GIVEN INSTRUCTION 1:
In the philosophical retrospective by Arnold Berleant, whose naturalistic phenomenology did the author encounter early in philosophical studies?
GIVEN INSTRUCTION 2:
List the three things that, according to the philosophical retrospective, the author has from the beginning charged readers to do with the ideas and proposals in the author's work.

━━━ EXTRACT TO READ

A Philosophical Retrospective
Arnold Berleant
The question of what to contribute to this issue of Sztuka y Filozofia has ironically been made more difficult because of the generosity of its contributors. It would have been challenging, no doubt, and also stimulating to respond to questions, explain away misunderstandings, or develop new explanations of what I have written. That would have served a constructive purpose, the driving motive of my work. But my colleagues have adopted the same motive in their own contributions, carrying out what, from the beginning, has been my positive charge to readers to develop, extend, and apply the ideas and proposals that lie embedded in that work.
Now, after half a century since my earliest publications, I have found myself looking back in some wonder at the scope of what I have written. Even more, though, has been the growing awareness that my ideas, ever evolving, display a certain developmental logic and coherence that was entirely unplanned. I did not set out with an agenda or a mission, much less with the intent to carry on the work of others. Rather, I tried to look with a clear eye at the philosophical landscape in which I was living and to make my way through and possibly beyond it. Exposure to Marvin Farber’s naturalistic phenomenology early in my philosophical studies provided me both with a useful method and a criterion of judgment. There was nothing emulative in the effects of that influence, and my independent judgment and iconoclastic proclivities served to keep me on my own path. Of course, prior education in music was ideal preparation for the use of a phenomenological orientation and pragmatic straightforwardness, both of them becoming principal philosophical influences on my thinking.
I have found this retrospection revealing, both personally and philosophically. Perhaps by re-tracing the path along which my ideas have emerged and developed, I can offer the best commentary on that work and a suitable complement to that of my collaborators. And it would not have been possible to do this, much less appropriate, if I had not gained a certain confidence in where I have arrived.

━━━━━━
━━━ EXCERPTED RECORDS

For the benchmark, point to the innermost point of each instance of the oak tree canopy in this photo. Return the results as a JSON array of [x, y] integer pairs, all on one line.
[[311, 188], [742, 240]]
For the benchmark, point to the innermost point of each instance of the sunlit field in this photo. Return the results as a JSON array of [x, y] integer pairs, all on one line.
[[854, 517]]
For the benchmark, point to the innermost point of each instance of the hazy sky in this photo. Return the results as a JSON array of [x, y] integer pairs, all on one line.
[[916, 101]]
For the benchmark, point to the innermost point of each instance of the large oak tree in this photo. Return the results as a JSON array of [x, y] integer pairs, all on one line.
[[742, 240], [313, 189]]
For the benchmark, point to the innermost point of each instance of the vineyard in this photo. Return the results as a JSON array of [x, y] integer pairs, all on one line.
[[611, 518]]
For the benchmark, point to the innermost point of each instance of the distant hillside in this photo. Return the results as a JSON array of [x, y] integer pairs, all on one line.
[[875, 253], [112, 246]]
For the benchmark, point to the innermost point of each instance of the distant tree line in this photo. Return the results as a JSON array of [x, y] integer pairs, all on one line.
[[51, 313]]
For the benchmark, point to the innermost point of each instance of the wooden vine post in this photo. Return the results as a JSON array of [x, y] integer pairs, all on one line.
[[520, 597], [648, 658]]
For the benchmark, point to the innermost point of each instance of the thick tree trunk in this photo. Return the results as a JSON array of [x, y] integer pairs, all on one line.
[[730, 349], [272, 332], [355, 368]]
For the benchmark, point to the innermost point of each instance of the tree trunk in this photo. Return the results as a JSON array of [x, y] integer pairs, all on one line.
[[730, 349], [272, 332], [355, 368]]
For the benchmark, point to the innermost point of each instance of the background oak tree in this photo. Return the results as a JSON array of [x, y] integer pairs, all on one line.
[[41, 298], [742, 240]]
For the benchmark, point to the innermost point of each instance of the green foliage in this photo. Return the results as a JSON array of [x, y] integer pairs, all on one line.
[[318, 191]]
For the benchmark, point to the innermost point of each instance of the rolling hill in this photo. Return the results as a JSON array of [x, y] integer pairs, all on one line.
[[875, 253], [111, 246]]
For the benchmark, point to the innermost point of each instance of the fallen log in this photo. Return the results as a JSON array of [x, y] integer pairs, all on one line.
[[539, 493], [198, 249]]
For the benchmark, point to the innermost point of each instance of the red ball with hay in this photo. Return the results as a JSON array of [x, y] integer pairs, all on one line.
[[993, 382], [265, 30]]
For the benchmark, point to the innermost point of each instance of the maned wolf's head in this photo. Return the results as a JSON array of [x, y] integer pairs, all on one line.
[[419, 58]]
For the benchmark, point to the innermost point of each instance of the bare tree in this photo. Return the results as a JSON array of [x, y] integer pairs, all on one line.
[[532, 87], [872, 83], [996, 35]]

━━━━━━

FINAL ANSWER 1:
Marvin Farber's

FINAL ANSWER 2:
Develop, extend, and apply them.